Your objective: Return the part of the material that opens with the line containing "Guideline: for every instance of the player's outstretched" and closes with the line containing "<point>124,99</point>", copying every line character for character. Include both of those lines and nothing else.

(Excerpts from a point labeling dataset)
***

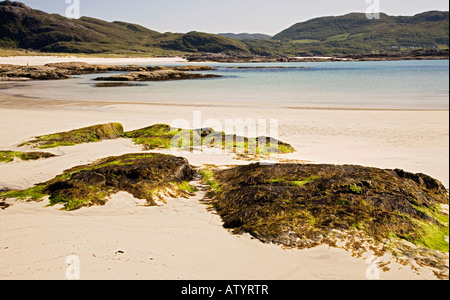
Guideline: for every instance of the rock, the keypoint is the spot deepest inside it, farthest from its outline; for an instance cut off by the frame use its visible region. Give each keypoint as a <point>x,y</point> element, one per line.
<point>142,175</point>
<point>304,206</point>
<point>83,135</point>
<point>65,70</point>
<point>158,75</point>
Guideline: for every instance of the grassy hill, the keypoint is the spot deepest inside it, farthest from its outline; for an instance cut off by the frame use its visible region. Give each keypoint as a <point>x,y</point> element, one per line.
<point>355,33</point>
<point>22,27</point>
<point>27,28</point>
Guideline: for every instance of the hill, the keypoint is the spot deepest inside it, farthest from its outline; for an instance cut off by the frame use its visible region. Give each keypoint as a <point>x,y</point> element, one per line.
<point>355,33</point>
<point>27,28</point>
<point>22,27</point>
<point>247,36</point>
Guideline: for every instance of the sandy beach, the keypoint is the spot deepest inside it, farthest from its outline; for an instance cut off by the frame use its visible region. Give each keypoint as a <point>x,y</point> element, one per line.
<point>183,239</point>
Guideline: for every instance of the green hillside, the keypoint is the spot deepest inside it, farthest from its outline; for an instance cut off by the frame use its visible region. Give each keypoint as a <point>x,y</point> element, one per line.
<point>22,27</point>
<point>355,33</point>
<point>27,28</point>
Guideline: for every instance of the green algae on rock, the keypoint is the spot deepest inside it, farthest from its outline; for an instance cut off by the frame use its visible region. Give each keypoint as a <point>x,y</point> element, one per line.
<point>145,176</point>
<point>89,134</point>
<point>10,156</point>
<point>164,136</point>
<point>304,206</point>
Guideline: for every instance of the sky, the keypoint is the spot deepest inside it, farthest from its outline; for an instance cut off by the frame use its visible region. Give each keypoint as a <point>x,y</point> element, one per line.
<point>224,16</point>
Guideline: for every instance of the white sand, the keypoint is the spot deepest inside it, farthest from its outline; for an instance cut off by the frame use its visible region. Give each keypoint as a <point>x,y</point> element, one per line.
<point>182,239</point>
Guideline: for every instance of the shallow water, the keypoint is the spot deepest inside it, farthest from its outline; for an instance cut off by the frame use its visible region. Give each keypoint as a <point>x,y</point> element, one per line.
<point>379,85</point>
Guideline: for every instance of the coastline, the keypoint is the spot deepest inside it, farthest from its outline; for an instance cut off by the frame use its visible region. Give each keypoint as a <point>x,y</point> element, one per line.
<point>183,239</point>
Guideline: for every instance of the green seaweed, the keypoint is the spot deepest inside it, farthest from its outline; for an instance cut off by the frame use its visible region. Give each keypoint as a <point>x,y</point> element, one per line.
<point>90,134</point>
<point>163,136</point>
<point>272,204</point>
<point>10,156</point>
<point>142,175</point>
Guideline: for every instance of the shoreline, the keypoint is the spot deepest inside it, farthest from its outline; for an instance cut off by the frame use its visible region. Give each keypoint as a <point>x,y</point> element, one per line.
<point>183,239</point>
<point>18,101</point>
<point>40,60</point>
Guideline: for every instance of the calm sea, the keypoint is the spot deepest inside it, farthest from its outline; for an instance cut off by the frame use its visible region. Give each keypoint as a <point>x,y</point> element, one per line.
<point>392,85</point>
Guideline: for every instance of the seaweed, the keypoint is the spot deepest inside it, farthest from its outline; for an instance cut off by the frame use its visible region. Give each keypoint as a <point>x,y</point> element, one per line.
<point>163,136</point>
<point>145,176</point>
<point>305,205</point>
<point>10,156</point>
<point>90,134</point>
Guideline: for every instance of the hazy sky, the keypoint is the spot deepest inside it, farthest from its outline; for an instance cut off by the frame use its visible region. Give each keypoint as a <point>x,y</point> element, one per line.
<point>219,16</point>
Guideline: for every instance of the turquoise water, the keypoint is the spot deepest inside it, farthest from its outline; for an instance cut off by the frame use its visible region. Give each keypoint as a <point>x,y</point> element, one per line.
<point>393,85</point>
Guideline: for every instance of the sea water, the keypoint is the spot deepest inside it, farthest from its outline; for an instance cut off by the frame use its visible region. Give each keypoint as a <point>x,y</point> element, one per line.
<point>418,84</point>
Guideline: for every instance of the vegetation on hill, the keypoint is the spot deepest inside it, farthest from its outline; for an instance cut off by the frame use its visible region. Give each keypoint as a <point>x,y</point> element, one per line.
<point>27,28</point>
<point>353,207</point>
<point>355,33</point>
<point>22,27</point>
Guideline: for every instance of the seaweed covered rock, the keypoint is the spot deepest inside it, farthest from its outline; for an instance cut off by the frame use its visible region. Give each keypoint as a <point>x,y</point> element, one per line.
<point>78,136</point>
<point>164,136</point>
<point>158,75</point>
<point>145,176</point>
<point>10,156</point>
<point>308,205</point>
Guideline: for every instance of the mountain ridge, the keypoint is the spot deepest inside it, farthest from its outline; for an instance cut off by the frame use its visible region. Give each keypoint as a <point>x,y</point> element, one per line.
<point>22,27</point>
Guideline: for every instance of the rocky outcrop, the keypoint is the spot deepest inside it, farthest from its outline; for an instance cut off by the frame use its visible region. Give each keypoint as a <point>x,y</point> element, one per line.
<point>83,135</point>
<point>10,156</point>
<point>158,75</point>
<point>56,71</point>
<point>145,176</point>
<point>304,206</point>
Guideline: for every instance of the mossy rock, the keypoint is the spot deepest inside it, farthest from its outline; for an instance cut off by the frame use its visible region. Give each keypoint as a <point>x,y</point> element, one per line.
<point>10,156</point>
<point>145,176</point>
<point>163,136</point>
<point>305,205</point>
<point>90,134</point>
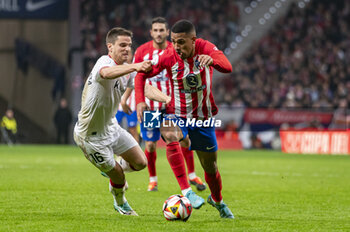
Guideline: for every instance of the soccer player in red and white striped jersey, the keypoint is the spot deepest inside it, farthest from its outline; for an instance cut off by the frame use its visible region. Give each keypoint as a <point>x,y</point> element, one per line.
<point>190,66</point>
<point>152,50</point>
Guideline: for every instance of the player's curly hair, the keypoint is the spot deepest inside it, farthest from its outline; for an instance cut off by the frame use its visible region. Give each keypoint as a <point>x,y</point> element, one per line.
<point>160,20</point>
<point>113,34</point>
<point>183,26</point>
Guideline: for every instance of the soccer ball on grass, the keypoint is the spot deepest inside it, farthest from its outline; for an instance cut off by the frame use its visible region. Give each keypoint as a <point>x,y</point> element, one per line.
<point>177,207</point>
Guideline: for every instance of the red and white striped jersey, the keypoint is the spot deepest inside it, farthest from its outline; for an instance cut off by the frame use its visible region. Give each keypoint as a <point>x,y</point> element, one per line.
<point>131,102</point>
<point>190,83</point>
<point>161,80</point>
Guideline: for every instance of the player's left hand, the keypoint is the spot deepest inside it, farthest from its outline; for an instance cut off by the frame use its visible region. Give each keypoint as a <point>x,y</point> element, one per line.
<point>142,106</point>
<point>126,108</point>
<point>205,60</point>
<point>167,101</point>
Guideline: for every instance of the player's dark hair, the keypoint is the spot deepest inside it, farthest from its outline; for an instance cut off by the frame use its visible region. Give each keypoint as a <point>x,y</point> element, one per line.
<point>183,26</point>
<point>160,20</point>
<point>113,34</point>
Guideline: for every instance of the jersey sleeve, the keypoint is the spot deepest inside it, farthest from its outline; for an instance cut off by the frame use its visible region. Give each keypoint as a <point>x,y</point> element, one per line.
<point>140,79</point>
<point>220,62</point>
<point>138,55</point>
<point>103,62</point>
<point>131,80</point>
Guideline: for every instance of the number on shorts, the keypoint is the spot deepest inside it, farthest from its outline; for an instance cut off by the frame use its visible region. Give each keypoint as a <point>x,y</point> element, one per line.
<point>97,158</point>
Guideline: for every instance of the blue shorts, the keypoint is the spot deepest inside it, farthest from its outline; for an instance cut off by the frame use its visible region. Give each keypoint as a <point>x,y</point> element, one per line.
<point>150,134</point>
<point>202,138</point>
<point>132,118</point>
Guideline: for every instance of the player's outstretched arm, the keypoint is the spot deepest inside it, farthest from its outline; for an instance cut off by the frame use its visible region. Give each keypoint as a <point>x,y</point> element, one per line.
<point>121,70</point>
<point>124,99</point>
<point>155,94</point>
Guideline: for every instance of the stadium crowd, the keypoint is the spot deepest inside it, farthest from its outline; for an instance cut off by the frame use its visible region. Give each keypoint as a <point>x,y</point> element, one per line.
<point>215,20</point>
<point>301,63</point>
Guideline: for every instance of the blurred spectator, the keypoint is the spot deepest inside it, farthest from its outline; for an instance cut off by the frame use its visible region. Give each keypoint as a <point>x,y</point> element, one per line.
<point>301,63</point>
<point>341,117</point>
<point>62,120</point>
<point>8,127</point>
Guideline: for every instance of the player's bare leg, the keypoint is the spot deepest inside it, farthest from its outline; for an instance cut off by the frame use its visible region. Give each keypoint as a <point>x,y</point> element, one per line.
<point>133,132</point>
<point>132,160</point>
<point>151,154</point>
<point>172,134</point>
<point>188,155</point>
<point>213,178</point>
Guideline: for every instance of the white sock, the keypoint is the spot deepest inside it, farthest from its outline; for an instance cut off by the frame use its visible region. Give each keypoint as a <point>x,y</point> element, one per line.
<point>153,179</point>
<point>185,191</point>
<point>192,175</point>
<point>125,165</point>
<point>118,194</point>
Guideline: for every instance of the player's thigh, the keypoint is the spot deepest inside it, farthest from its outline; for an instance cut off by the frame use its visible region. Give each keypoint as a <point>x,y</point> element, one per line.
<point>127,147</point>
<point>172,133</point>
<point>186,142</point>
<point>150,134</point>
<point>120,115</point>
<point>132,119</point>
<point>208,161</point>
<point>100,155</point>
<point>203,139</point>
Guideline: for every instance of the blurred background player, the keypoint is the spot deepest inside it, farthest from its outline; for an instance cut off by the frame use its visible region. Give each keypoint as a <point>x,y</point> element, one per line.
<point>190,64</point>
<point>62,120</point>
<point>97,132</point>
<point>127,108</point>
<point>151,51</point>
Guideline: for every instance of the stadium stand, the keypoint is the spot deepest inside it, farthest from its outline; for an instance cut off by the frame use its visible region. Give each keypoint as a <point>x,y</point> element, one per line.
<point>98,16</point>
<point>300,63</point>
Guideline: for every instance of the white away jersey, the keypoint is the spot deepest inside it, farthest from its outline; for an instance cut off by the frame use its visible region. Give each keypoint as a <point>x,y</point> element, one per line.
<point>99,102</point>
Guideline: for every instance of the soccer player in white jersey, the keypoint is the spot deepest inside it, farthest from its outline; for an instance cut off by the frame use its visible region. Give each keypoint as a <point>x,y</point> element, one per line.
<point>97,132</point>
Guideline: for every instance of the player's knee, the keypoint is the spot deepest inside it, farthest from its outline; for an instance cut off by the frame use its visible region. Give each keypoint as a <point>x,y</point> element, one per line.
<point>140,164</point>
<point>185,143</point>
<point>170,137</point>
<point>150,146</point>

***

Exercise output:
Guideline: for every instance of the player's outstretched arm, the keypoint is the spot deepest inside it, farthest from its outline; for an instance cut off by the frame use its visible region. Give each keypoint as a <point>x,y</point> element, one per line.
<point>121,70</point>
<point>124,99</point>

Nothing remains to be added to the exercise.